PROBLEM REQUIREMENTS: Rewrite the records below as a JSON list of strings, with one string for each line and blank lines omitted.

===

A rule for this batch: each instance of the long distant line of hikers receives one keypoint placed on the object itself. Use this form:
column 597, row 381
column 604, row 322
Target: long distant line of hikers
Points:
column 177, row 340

===

SOLUTION:
[
  "A rule for this batch: each instance of the long distant line of hikers receives one keypoint placed on the object itself. Use this form:",
  "column 597, row 381",
  "column 604, row 322",
  "Target: long distant line of hikers",
  "Points:",
  "column 177, row 340"
]